**TO DO**
Include only the line with "In this photo, where can the fishing rod" and the lines after it, each reproduced exactly as it stands in the entries below.

Dataset entries:

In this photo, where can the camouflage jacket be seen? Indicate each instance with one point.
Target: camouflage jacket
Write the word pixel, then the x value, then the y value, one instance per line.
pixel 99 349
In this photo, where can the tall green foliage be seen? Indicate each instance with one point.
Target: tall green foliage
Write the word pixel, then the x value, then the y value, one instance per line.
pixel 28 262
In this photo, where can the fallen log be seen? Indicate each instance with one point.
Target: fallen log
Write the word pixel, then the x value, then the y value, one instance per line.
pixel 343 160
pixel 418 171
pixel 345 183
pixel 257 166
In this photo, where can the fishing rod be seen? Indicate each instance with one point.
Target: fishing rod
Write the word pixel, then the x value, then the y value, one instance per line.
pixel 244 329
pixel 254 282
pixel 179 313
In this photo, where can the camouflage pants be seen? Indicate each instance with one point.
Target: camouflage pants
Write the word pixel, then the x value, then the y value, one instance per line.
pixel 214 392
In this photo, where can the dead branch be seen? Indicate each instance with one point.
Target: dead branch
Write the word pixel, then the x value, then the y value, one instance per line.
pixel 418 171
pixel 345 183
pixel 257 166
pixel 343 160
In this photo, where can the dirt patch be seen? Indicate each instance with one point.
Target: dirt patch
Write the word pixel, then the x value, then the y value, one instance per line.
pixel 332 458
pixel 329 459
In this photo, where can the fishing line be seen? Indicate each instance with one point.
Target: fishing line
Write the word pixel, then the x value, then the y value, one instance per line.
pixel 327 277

**SOLUTION TO THIS PROBLEM**
In this photo, where can the fishing rod be seen? Indicate each instance with one point.
Target: fishing rod
Write the word pixel, then the x value, then the y value, one instance per line.
pixel 244 329
pixel 254 282
pixel 179 313
In this photo, where can the camouflage pants be seen? Indicate each instance with one point.
Target: camouflage pants
Write the word pixel, then the x value, then the y value, one instance per line.
pixel 214 392
In this photo, where can the dead branch be seen? Indicate each instance with one point.
Target: dead branch
Write the word pixel, then the x value, then the y value, one instance per line.
pixel 418 171
pixel 345 183
pixel 257 166
pixel 343 160
In this photo, where can the dirt patch be seen? Indicate each instance with one point.
Target: dirt patch
Write the word pixel, then the x value, then the y value, one instance per line.
pixel 332 458
pixel 329 459
In this photo, where can the fishing line be seen? Indicate each instance with one point.
Target: fishing line
Write the word pixel, then the x value, then the y value, one instance per line.
pixel 327 277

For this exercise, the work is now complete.